PAGE EXCERPT:
----------------------------------------

Supplies are not getting to Puerto Rico residents as desperately needed, we need more truck drivers, we need more helicopters, we need more pilots, we just need more.

Thank you…

After Maria

I think it was around 3pm when things settled down in earnest after 9 long hours. Power had gone out the night before at 11pm. We never experienced the calm that an eye provides so we surmised we must have been on the edge of it. Although by all previous accounts we were in direct line with the path. By 4:30 everyone, including ourselves, had swept and mopped the few inches of water from our apartments outside.

A quick survey of the complex revealed most of the palm trees were uprooted, beheaded or snapped in half but most of the cars unscathed. A walk around the perimeter confirmed no one was seriously injured or needed assistance. Other than a half dozen units with blown out entrances (due to vacancy) damage was minimal. We were/are lucky.

Our next course of action was checking in on family members in Arecibo. Driving out of the complex, we were in for a sobering look at the devastation Maria had left. Scraggly barren trees set against a blank grey sky, Puerto Rico’s lush world of color was now in muted tones of destruction. With every block we got quieter, the only thought going through our minds was how would PR ever recover from this? We are sure the east coast thru San Juan received the brunt of Maria, how on earth are they doing? Who is going to help them? When?

In less than a mile we came upon our first impasse, a light pole across the road, we make a u-turn. Not two blocks from there, low hanging intertwined cables and unpredictable flooding blocks our path. Time to turn back, the return somehow seemed even more dismal.

We made rounds again with the neighbors, some we knew, some we had never met before. An elderly man was trying (and succeeding according to bystanders) to catch and kill the remaining pigeons with his bare hands. Not two hours ago we were anxiously listening to the doors rattle so hard you’d think they’d blow off their hinges and now this. Were also told by neighbors Marshall law is in effect, no traveling between 6pm-6am.

Did I mention there hasn’t been any sleeping? Either you are soaked in sweat or the generators are roaring at deafening decibels or your mind is whirring. Usually it’s a combo. You can’t eat because you’re too anxious, tired or hot.

Thursday morning I felt overwhelmingly bereft for a brief time. Looking out the window you can’t help but feel like a tiny desolate forgotten planet not knowing what’s happening. That quickly dissipated after our next ride out.

----------------------------------------

WHAT YOU NEED TO DO: Please list the three specific things the first sentence of the Maria account says Puerto Rico needs more of.

EXTRACTED MATERIAL:

----------------------------------------

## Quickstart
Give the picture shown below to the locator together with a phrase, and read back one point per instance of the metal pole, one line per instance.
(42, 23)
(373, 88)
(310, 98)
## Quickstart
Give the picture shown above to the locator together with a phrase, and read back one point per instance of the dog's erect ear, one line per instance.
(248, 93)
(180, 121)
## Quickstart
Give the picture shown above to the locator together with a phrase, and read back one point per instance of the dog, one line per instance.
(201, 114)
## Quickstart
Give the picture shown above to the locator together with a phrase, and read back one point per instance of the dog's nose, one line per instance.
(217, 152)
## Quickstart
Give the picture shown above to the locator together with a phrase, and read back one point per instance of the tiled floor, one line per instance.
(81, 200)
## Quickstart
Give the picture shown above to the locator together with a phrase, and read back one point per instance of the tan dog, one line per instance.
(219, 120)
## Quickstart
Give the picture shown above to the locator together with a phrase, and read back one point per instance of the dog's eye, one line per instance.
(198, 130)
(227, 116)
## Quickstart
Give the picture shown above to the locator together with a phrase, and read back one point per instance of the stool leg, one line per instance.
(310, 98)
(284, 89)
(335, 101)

----------------------------------------

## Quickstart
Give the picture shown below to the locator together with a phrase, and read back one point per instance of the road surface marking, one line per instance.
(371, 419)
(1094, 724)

----------------------------------------

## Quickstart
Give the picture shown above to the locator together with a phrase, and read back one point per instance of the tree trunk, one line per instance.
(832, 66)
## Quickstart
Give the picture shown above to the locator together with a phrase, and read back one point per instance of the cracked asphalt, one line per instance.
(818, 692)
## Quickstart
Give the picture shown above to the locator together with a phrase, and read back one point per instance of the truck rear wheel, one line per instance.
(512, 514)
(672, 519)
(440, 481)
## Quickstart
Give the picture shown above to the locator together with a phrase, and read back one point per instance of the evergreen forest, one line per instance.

----------------------------------------

YOUR SOLUTION:
- Truck drivers
- Helicopters
- Pilots